(EXERCISE DIRECTIONS)
Copy out every one of the items below word for word, changing nothing.

#### RAW DATA ####

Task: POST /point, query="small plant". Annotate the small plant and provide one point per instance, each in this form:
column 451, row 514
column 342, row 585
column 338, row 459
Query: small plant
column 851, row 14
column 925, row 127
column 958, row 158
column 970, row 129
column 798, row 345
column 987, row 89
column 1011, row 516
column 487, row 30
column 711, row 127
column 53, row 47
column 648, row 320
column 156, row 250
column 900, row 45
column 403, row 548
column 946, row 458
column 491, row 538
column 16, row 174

####

(RESPONSE TO THIS EXERCISE)
Task: POST /point, query="small plant". Annotate the small plant and provide one point per instance, each in this form:
column 451, row 514
column 342, row 585
column 338, row 459
Query: small plant
column 851, row 14
column 925, row 127
column 958, row 158
column 970, row 129
column 798, row 345
column 987, row 89
column 1011, row 516
column 487, row 30
column 711, row 127
column 53, row 47
column 648, row 320
column 156, row 250
column 900, row 45
column 403, row 548
column 946, row 458
column 491, row 538
column 16, row 174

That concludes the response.